**Document passage:**
----

Three of his New York Philharmonic albums all won consecutive Grammy Awards between 1962 and 1964, in the category "Best Children's Album". They were "Peter and the Wolf/ Nutcracker Suite", "Carnival of the Animals/ Young Person's Guide to the Orchestra", and "Leonard Bernstein Conducts for Young People".
Named to then-President Richard Nixon's famed "enemies list" for hosting a fund-raising party in 1970 for the Black Panthers, the Afro-American militant group, with a glamorous Who's Who of the New York City performing arts scene (for that era) in attendance. Journalist/novelist Tom Wolfe covered the event for New Yorker Magazine, later publishing his comments in book form as "Radical Chic".
Biography in: "The Scribner Encyclopedia of American Lives". Volume Two, 1986-1990, pages 94-98. New York: Charles Scribner's Sons, 1999.
Inducted into the Songwriters Hall of Fame in 1972.
His last work for the musical theater, "1600 Pennsylvania Avenue", was one of his few failures in the medium. "Candide" had also been a failure when it first opened in 1956, but eventually became a hit in its 1974 revival. "1600 Pennsylvania Avenue," with book and lyrics by Bernstein's old friend Alan Jay Lerner, attempted to tell the story of all the US Presidents who had occupied the White House in a single evening. Starring Ken Howard and Patricia Routledge, it had an extremely difficult pre-Broadway try-out period, marked by extensive re-writes, poor reviews and negative audience response. When it ultimately opened on Broadway, in May of 1976, it ran only seven performances. Bernstein ultimately re-cycled much of the music for other works, and the complete score went unrecorded (at Bernstein's insistence) for 24 years. At that time, some ten years after Bernstein's death and 14 years after Lerner's, it was recorded and issued as "White House Cantata".

----

**Supplied entries:**
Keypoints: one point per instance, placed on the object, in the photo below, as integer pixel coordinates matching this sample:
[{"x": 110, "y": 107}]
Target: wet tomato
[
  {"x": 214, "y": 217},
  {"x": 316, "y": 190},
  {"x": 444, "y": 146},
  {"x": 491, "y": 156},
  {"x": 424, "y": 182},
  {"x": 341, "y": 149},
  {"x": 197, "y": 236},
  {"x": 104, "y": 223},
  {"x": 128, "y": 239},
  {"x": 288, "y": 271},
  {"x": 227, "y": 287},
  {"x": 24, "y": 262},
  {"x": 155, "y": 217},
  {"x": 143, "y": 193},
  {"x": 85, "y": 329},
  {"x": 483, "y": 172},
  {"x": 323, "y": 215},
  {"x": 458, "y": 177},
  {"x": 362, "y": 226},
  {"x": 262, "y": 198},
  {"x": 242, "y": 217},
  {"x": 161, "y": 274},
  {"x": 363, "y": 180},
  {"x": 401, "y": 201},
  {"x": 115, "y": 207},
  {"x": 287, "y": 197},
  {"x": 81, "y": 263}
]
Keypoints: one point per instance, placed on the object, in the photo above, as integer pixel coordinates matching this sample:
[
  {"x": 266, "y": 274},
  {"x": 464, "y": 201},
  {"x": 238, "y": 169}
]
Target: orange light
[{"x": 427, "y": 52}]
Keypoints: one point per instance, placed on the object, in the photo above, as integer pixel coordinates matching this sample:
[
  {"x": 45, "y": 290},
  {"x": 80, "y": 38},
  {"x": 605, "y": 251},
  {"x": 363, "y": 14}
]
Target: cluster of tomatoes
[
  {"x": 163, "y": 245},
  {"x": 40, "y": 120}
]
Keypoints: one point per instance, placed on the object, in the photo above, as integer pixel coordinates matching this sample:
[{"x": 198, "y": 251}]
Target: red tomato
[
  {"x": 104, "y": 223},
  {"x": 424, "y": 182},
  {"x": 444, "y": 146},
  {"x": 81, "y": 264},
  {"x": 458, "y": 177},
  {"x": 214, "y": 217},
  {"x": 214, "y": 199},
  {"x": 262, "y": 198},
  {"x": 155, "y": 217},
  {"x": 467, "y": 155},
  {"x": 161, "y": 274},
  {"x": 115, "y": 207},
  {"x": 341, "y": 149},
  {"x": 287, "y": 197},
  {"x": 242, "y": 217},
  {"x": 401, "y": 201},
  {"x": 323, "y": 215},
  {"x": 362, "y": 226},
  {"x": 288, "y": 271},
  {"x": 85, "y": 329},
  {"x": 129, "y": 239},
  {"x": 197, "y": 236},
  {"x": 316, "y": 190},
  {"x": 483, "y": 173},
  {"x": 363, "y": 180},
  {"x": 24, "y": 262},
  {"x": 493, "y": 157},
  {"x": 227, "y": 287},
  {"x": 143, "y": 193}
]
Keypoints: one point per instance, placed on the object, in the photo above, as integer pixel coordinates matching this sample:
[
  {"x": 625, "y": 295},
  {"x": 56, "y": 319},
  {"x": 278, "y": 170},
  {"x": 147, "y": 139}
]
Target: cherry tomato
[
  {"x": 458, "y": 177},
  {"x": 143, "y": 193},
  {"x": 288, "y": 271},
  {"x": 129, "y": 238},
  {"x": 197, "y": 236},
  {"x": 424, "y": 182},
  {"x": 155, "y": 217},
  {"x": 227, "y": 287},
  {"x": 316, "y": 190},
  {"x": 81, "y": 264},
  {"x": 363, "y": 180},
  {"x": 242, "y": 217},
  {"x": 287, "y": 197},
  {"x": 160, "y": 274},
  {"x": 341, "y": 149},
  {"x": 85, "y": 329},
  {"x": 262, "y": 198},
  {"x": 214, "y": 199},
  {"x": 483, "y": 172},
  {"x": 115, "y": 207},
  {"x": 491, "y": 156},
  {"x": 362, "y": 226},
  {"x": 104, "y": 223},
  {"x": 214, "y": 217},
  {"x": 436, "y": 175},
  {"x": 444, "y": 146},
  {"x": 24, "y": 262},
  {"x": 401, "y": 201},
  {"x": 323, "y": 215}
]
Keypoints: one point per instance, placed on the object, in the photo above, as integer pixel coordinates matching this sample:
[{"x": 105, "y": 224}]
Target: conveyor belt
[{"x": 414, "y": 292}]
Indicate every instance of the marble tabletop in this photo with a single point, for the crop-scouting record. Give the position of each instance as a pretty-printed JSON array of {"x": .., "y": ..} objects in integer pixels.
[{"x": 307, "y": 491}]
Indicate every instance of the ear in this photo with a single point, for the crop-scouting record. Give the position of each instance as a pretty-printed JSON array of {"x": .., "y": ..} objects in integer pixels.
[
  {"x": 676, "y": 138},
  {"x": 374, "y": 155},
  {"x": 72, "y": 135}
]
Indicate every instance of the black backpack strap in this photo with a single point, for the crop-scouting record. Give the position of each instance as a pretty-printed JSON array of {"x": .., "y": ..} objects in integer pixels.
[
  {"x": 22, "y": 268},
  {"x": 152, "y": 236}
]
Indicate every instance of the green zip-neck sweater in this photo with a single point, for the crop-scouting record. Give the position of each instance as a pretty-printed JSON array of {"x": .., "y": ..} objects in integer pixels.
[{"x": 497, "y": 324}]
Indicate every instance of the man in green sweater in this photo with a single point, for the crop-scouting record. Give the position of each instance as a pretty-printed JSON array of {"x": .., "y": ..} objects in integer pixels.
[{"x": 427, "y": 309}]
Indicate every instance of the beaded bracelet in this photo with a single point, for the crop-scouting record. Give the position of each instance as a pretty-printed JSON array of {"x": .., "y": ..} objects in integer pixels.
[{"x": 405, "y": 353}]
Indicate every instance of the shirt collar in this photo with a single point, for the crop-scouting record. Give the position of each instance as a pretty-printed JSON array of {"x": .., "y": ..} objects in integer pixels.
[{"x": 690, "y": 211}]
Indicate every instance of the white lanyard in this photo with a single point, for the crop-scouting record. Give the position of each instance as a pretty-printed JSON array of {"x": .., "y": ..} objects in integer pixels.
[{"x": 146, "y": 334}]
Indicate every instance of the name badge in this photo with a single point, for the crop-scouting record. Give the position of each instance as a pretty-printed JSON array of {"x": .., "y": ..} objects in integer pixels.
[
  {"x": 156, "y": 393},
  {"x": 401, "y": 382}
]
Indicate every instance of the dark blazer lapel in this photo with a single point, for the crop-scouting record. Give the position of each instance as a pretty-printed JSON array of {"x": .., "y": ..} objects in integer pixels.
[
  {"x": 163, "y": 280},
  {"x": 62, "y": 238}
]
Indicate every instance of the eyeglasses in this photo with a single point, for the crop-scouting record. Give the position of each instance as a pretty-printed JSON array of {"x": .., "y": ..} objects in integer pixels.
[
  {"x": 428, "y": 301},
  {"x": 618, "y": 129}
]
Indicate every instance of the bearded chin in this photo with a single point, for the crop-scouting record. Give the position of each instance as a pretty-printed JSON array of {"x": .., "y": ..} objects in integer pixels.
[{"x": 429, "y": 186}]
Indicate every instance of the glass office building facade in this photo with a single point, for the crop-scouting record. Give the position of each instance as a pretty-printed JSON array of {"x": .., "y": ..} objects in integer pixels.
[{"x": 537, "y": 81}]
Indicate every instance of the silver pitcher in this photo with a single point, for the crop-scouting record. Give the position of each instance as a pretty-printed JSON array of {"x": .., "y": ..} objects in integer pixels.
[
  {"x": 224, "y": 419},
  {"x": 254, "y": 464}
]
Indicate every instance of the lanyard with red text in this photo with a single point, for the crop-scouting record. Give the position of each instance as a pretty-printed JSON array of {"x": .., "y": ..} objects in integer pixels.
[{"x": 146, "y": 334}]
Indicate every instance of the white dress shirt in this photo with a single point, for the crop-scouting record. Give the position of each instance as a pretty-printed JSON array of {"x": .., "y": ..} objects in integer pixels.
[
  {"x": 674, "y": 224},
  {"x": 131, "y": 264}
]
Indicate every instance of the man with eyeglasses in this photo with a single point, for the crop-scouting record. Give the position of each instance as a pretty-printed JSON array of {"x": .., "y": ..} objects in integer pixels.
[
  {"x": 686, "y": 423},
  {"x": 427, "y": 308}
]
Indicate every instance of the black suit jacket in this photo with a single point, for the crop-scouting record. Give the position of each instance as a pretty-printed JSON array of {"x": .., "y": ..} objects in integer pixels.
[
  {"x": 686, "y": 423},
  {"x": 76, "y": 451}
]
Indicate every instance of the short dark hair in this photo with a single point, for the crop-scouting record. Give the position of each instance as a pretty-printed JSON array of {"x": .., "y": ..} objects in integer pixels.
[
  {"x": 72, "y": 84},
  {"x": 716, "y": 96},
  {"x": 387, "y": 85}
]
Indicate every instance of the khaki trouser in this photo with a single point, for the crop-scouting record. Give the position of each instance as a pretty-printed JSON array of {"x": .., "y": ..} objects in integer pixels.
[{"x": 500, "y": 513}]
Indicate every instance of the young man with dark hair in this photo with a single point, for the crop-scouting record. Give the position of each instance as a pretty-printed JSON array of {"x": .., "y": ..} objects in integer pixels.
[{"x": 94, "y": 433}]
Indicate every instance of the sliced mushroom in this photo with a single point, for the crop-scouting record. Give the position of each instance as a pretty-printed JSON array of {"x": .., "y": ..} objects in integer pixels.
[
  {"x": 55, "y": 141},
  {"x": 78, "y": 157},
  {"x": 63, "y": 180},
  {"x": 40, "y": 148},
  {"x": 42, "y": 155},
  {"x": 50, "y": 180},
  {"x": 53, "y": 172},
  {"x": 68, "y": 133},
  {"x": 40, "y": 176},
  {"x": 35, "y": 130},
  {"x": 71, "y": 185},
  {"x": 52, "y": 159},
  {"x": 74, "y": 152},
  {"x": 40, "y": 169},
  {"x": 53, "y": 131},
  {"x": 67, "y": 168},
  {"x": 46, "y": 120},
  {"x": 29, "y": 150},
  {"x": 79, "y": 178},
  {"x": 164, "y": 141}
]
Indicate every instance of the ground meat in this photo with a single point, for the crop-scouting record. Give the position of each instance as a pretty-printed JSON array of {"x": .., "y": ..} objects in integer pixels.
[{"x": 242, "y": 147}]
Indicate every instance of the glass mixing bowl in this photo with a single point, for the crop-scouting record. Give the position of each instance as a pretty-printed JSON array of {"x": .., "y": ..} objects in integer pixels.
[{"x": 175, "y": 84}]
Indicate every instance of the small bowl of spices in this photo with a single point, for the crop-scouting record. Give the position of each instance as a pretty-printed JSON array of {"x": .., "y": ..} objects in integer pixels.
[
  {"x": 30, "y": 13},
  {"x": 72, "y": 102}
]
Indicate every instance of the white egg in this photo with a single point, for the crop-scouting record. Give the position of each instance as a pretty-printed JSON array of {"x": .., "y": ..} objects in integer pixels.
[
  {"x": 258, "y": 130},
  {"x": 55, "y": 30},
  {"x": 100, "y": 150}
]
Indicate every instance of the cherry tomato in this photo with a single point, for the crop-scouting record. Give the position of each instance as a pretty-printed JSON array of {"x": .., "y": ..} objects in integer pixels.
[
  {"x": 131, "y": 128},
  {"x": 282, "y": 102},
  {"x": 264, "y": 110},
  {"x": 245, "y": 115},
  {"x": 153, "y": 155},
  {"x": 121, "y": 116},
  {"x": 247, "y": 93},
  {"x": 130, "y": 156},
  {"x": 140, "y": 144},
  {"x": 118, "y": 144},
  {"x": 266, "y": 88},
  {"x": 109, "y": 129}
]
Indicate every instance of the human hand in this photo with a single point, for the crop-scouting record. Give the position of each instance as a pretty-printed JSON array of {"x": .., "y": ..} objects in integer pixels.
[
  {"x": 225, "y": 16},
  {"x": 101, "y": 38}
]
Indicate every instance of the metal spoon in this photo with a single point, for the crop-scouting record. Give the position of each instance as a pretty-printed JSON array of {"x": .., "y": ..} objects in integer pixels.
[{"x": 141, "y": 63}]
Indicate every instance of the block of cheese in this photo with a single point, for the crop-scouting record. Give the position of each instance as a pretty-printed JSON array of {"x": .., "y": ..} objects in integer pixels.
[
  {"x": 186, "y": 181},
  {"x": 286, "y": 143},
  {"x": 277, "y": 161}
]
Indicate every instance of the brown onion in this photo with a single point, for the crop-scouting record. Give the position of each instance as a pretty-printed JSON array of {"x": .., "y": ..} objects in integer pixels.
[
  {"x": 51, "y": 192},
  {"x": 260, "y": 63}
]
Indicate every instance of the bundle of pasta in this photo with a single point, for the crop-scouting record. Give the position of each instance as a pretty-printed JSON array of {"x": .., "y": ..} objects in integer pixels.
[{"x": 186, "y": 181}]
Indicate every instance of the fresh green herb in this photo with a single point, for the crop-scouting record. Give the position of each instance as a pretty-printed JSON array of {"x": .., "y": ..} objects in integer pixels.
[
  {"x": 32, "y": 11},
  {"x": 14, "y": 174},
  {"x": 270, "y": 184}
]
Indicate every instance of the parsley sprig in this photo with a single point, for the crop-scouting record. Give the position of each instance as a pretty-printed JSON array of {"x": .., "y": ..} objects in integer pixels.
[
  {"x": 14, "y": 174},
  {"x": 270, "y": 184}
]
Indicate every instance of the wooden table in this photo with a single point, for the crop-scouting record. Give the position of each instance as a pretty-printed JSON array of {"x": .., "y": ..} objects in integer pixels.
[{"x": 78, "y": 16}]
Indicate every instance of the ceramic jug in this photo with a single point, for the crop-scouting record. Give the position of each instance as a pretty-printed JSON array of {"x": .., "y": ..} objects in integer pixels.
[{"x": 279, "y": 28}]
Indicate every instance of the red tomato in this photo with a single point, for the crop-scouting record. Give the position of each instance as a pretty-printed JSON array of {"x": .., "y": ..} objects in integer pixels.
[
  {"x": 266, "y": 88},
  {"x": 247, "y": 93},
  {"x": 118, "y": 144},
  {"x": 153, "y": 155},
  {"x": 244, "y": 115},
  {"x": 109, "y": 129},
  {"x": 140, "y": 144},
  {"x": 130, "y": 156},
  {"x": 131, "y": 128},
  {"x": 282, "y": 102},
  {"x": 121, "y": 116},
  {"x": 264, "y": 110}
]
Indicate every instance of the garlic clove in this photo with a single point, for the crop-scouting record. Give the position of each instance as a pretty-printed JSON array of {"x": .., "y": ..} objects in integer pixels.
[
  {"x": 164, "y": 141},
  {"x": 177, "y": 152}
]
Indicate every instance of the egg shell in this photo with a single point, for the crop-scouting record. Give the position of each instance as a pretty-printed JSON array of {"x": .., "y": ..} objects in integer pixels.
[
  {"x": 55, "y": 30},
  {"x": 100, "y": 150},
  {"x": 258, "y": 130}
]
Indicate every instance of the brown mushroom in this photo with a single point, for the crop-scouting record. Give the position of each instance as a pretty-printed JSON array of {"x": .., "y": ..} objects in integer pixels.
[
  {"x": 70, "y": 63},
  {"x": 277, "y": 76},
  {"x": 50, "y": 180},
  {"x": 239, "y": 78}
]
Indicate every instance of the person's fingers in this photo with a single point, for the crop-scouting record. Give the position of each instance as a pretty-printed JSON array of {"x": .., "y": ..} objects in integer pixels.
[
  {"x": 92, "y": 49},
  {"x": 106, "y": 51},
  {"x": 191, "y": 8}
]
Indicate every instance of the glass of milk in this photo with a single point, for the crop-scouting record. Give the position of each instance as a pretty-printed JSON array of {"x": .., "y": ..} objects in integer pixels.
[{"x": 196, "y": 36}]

----

**The problem:**
Output the portion of the Leonard Bernstein passage starting with "Three of his" and going on through "Fame in 1972.", verbatim.

**Task solution:**
Three of his New York Philharmonic albums all won consecutive Grammy Awards between 1962 and 1964, in the category "Best Children's Album". They were "Peter and the Wolf/ Nutcracker Suite", "Carnival of the Animals/ Young Person's Guide to the Orchestra", and "Leonard Bernstein Conducts for Young People".
Named to then-President Richard Nixon's famed "enemies list" for hosting a fund-raising party in 1970 for the Black Panthers, the Afro-American militant group, with a glamorous Who's Who of the New York City performing arts scene (for that era) in attendance. Journalist/novelist Tom Wolfe covered the event for New Yorker Magazine, later publishing his comments in book form as "Radical Chic".
Biography in: "The Scribner Encyclopedia of American Lives". Volume Two, 1986-1990, pages 94-98. New York: Charles Scribner's Sons, 1999.
Inducted into the Songwriters Hall of Fame in 1972.